* [PAGE EXTRACT]
☆ ☆ ☆

Is 2016 finally going to be the year of the Industrial Internet of Things (IIoT)? I certainly hope so!
Unfortunately, the IIoT landscape remains foggy despite the many hardware products—particularly gateways—announced in 2015. There is still no discernible market pull for IIoT as yet, but that may be an issue that we automation vendors must help end users face.
As I see it, the reason for the lack of market pull around IIoT is twofold: First, the value proposition is unproven and without a clear return on investment (ROI); few, if any, CFOs are going to sign off on the investment. Second, a killer app for IIoT has not yet emerged. Yes, we’ve seen predictive maintenance and similar functions touted as having the most potential. But automation users have been deploying these for a decade or more and rightly ask, “What is the difference?”
The answer to this key question is Big Data; its potential to handle the volume, velocity and variety of data collected from plant floors is needed to access the fresh insights promised by IIoT. And though Big Data is a very new and, as yet, widely untested technology in industry, we must not be afraid to look for new ways of working.

☆ ☆ ☆

* [MATERIAL SHOWN]

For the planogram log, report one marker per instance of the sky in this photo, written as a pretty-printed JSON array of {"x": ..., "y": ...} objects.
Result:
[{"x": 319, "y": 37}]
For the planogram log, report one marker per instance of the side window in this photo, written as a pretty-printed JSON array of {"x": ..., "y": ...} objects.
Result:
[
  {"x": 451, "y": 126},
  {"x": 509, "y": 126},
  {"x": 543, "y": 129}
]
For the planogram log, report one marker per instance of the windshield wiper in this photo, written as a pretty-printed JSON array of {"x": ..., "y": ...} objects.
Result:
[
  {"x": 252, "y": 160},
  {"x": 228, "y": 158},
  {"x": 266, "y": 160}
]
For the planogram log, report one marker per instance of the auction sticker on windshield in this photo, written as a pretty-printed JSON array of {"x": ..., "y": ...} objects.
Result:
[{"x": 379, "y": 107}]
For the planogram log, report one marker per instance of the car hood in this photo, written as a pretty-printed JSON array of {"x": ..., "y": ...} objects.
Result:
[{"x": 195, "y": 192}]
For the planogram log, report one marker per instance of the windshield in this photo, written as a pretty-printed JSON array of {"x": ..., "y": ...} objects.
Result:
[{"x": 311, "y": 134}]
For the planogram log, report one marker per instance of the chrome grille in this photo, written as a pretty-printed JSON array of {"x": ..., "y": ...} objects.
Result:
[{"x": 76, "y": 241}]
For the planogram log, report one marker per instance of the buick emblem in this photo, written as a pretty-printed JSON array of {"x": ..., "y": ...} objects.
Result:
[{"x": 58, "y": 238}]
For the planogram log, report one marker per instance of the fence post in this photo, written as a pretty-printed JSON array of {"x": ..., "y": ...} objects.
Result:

☆ ☆ ☆

Extend the piece on the Industrial Internet of Things beyond its final paragraph on Big Data. None of the items are required here.

* [THE REPLY]
At the same time, we must be careful to not repeat the same things we are already doing. Algorithmic solutions to automation issues, like preventive maintenance, currently rely on human interpretation. As a result, we all tend to look for what we know. With IIoT, we should be trying to benefit from what we do not presently know. A recent Forbes article identified this “relevance paradox” as a key issue for IIoT users.
One of the conclusions of the Forbes article is that artificial intelligence (AI) will play a crucial role in IIoT. If AI scares you, don’t be worried because, in the background, huge steps have been made with this technology in recent years—many of which may be already familiar. Google is perhaps the prime example; music apps are another. IBM’s Watson is making great strides in areas such as health. All this technology and more will find its way into automation, one way or another. Given this reality, I suspect that AI may well enter into our IIoT vocabulary during 2016 too.
Looking out further, I believe that these technologies are just the tip of the iceberg. In my last article for this supplement (“A Disruptive Inflection Point,” November 2015), I hinted at how the automation hierarchy will change from a vertical architecture into a much more horizontal one, where mesh networks are prevalent. I think that kind of strategic jump may well be the ultimate way for IIoT to impact automation.
In other words, we may already be at an inflection point where distributed intelligence becomes a reality and novel interactions between machines and systems in cyberspace will bring completely new ways of working on the plant floor.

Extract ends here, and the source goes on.